### Text segment

┄┄┄┄┄┄

Friday, May 20, 2011

Burmese Chin man in Malaysia

The predominantly Buddhist Burmese military regime has been persecuting the primarily Christian population of Burma's Chin state. In order to escape the military's abuses, the Chin have been fleeing from Burma to countries like Malaysia and India. Refugees International was recently in Malaysia where a government crackdown is underway on illegal migrants. At this time Burmese refugees and asylum seekers are in danger of being picked up along with the illegal migrants and placed in detention centers. Below is the interview of one Chin man who like many others in his community is in a very vulnerable position.
Thluai Te (not his real name) is a Burmese Chin refugee living in a jungle on the outskirts of Kuala Lumpur. He is from Matupi township in Chin state and worked as a farmer in Burma. In 1999, while he was cultivating his field, three members of the Chin National Army or CNA, the ethnic army in Chin state fighting the Burmese military, came to him and asked for food and drinks. Being a poor farmer, Thluai did not have extra food for the CNA, but gave them whatever little he had. After a few days, Burmese soldiers came to Thluai's hut and accused him of being a member of the CNA. He was repeatedly ordered to provide the whereabouts of the CNA members he had assisted. When Thluai denied knowing anything about the location of the CNA cadres, he was arrested and brought to a military camp, where he was hit on the mouth with the butt of a gun, as a result of which two of his teeth broke, and struck on his knees with a metal rod numerous times.
After two days of torture in the military camp, Thluai was taken to a police lockup where he spent a month. In the lockup, he was barely given any food or water; often when he begged his captors for water, he was told to drink from the toilet. Thluai was sentenced to a hard labor camp without any trial or the opportunity to defend himself. He lived in the hard labor camp for about six months. Conditions in the labor camp were miserable. There was never enough food, and if someone fell ill, he was denied medicine. The prisoners had to work every day on a project to extend the highway for use by the military. Thluai recalls being beaten several times by soldiers if he slowed down during work; the soldiers either slapped him or struck him with the butts of their guns.

┄┄┄┄┄┄

### Supplied records

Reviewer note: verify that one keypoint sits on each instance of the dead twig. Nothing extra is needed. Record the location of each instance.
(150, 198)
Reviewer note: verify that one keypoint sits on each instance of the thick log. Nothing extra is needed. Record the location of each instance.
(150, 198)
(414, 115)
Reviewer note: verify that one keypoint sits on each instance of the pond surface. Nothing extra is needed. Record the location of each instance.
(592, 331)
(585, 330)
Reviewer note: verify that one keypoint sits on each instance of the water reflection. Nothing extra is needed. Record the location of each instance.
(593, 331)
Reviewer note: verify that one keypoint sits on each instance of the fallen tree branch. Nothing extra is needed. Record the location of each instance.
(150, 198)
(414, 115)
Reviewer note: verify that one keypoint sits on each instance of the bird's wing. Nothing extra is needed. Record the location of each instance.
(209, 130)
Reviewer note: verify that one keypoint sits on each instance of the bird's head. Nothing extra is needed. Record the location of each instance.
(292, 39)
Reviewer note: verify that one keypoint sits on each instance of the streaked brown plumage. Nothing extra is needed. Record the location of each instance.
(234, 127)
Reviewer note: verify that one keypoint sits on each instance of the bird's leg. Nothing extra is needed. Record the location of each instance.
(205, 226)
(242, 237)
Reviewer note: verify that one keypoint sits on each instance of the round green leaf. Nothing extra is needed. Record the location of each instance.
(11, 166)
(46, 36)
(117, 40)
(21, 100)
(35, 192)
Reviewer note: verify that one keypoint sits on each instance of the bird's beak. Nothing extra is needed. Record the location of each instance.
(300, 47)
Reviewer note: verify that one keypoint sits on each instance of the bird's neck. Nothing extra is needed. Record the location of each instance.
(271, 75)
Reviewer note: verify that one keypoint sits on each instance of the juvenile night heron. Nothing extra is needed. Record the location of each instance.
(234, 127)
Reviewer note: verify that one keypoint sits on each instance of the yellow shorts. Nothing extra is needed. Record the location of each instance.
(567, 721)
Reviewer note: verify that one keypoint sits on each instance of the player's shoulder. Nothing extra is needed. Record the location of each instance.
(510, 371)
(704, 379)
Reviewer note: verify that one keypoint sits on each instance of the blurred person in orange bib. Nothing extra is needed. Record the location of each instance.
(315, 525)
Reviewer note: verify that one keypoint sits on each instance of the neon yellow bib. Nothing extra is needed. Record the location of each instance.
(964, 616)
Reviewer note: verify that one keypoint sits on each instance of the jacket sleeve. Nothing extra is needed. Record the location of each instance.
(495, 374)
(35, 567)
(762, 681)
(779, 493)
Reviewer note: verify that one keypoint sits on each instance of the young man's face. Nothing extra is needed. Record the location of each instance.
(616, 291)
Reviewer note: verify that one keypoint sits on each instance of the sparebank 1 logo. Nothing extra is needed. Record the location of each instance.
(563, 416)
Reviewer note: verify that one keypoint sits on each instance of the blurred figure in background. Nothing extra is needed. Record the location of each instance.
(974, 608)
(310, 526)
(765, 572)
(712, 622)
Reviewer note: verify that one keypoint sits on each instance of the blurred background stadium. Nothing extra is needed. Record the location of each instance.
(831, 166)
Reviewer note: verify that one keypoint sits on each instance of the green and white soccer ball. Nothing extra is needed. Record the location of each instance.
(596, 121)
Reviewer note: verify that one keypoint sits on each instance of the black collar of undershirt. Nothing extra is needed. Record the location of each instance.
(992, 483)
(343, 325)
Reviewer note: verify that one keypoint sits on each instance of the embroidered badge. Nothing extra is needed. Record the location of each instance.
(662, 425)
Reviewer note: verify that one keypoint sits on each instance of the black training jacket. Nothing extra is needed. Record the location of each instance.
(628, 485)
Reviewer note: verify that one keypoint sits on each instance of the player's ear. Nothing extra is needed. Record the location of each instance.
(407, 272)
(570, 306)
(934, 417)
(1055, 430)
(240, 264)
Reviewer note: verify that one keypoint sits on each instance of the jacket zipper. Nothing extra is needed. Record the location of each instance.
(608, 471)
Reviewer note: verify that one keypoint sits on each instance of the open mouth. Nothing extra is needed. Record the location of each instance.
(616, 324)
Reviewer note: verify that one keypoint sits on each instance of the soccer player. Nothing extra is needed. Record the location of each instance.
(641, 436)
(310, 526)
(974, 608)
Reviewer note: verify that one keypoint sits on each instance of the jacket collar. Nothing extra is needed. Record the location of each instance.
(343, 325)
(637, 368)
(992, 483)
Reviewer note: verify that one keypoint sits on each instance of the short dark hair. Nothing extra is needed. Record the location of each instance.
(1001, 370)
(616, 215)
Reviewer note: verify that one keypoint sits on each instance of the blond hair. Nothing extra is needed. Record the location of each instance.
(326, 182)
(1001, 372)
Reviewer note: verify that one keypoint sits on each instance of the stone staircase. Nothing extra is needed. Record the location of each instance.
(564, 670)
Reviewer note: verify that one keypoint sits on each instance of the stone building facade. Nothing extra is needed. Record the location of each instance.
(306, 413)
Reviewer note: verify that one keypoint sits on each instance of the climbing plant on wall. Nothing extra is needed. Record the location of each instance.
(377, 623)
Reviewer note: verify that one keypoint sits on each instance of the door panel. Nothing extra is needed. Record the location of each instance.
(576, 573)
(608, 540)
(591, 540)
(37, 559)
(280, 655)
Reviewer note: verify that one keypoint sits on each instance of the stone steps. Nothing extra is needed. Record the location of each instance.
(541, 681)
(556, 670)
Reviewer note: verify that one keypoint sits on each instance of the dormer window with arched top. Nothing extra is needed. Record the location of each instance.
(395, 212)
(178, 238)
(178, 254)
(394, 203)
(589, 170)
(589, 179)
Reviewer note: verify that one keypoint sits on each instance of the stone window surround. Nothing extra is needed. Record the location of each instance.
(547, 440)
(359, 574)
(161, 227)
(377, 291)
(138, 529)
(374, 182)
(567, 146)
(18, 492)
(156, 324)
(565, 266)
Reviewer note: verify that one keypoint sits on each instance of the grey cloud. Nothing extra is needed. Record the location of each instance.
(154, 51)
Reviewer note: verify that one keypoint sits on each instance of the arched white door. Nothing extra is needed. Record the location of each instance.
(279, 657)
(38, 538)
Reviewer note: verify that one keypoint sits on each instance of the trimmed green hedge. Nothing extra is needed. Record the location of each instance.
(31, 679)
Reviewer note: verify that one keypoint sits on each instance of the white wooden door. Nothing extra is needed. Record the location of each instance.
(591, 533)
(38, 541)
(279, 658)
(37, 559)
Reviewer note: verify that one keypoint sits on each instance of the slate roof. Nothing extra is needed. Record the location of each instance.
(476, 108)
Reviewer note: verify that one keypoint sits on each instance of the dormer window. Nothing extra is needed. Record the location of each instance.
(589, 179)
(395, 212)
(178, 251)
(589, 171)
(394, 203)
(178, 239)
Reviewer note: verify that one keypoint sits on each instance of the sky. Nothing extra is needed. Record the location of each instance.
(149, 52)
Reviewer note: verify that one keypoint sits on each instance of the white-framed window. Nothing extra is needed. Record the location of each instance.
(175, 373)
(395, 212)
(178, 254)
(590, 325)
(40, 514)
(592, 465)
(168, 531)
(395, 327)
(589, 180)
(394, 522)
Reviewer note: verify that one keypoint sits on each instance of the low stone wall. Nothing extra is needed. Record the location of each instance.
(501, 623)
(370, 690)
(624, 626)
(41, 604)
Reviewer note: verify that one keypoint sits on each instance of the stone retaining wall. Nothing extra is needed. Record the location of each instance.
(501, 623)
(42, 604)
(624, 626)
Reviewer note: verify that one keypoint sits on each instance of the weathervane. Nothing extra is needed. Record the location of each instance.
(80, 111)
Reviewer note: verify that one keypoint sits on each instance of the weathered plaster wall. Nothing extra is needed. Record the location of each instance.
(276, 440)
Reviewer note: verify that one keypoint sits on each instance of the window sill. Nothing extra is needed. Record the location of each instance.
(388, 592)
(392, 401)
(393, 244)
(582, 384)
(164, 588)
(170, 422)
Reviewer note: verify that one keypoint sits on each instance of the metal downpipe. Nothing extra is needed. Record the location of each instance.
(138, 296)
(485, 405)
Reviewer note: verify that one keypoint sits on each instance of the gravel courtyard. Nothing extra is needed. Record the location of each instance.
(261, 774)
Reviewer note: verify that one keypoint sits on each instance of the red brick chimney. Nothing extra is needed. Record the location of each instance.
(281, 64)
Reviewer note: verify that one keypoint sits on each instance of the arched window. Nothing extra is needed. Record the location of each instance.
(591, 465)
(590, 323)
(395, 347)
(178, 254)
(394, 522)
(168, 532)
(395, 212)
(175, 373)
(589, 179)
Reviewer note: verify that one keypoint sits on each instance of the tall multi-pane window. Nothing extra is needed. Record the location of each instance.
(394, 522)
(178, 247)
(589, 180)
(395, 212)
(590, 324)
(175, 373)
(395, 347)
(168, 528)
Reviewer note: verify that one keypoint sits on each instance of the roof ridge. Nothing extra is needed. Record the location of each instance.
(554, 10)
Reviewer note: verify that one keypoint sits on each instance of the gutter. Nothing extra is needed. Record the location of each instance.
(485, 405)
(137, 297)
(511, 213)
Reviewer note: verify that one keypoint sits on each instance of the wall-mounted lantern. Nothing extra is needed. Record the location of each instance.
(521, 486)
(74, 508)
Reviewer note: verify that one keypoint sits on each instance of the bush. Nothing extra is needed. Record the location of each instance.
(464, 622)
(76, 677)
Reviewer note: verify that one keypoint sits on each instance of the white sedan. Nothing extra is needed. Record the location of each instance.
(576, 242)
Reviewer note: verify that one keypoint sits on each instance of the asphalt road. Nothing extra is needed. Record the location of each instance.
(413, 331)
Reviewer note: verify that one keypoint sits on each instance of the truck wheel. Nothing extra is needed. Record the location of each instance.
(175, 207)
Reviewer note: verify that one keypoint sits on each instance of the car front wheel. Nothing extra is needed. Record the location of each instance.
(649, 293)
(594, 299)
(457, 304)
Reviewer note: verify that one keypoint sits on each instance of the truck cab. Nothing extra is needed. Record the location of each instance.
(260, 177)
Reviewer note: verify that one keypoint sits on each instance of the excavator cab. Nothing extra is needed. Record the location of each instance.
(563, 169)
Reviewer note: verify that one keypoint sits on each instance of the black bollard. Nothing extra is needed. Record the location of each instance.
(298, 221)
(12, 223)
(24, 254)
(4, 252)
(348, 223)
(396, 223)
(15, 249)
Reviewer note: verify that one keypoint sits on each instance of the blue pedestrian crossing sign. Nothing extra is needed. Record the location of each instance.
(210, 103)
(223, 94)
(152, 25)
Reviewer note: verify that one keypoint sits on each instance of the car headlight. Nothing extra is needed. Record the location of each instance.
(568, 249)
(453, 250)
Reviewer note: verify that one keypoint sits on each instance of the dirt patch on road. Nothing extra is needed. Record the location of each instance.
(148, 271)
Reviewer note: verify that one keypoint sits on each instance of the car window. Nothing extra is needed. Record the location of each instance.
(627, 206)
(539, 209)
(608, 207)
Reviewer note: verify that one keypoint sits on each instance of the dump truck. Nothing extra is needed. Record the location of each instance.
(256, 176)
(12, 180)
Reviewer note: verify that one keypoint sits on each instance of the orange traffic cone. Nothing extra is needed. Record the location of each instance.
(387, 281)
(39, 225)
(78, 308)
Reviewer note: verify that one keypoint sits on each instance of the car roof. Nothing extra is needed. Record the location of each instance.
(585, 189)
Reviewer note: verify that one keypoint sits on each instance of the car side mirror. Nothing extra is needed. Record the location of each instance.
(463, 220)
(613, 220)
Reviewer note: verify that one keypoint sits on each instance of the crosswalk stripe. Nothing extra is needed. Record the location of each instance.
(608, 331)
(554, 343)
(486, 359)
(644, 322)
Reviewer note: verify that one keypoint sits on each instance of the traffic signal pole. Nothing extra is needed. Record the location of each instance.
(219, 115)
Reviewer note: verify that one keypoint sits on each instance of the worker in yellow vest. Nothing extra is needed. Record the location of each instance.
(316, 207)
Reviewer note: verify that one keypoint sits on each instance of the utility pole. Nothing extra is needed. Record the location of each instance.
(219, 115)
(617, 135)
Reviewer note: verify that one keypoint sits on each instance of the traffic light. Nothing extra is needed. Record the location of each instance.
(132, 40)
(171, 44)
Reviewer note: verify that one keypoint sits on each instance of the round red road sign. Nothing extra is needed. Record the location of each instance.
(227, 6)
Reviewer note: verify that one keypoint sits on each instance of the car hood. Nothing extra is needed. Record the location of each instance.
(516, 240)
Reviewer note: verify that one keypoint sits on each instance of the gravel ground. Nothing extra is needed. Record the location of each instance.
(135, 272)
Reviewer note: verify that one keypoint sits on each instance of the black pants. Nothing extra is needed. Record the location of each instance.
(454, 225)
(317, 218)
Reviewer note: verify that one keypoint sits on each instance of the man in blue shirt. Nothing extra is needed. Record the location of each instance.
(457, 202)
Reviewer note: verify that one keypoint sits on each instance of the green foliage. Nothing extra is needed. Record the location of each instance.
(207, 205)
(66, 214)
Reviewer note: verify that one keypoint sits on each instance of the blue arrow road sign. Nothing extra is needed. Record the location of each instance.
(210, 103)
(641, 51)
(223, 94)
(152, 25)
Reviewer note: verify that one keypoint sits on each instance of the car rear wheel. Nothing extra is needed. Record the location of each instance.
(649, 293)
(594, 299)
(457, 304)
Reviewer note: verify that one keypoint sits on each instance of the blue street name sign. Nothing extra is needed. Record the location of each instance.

┄┄┄┄┄┄

### Task set
A – In the account of the Burmese Chin refugee, what township in Chin state is Thluai Te from?
B – Set down the passage of the account of the Burmese Chin refugee from "Friday, May 20, 2011" to "very vulnerable position.", copying it exactly.
The records come from a separate source.

### Solutions to the problems
A – Matupi township.

B –
Friday, May 20, 2011

Burmese Chin man in Malaysia

The predominantly Buddhist Burmese military regime has been persecuting the primarily Christian population of Burma's Chin state. In order to escape the military's abuses, the Chin have been fleeing from Burma to countries like Malaysia and India. Refugees International was recently in Malaysia where a government crackdown is underway on illegal migrants. At this time Burmese refugees and asylum seekers are in danger of being picked up along with the illegal migrants and placed in detention centers. Below is the interview of one Chin man who like many others in his community is in a very vulnerable position.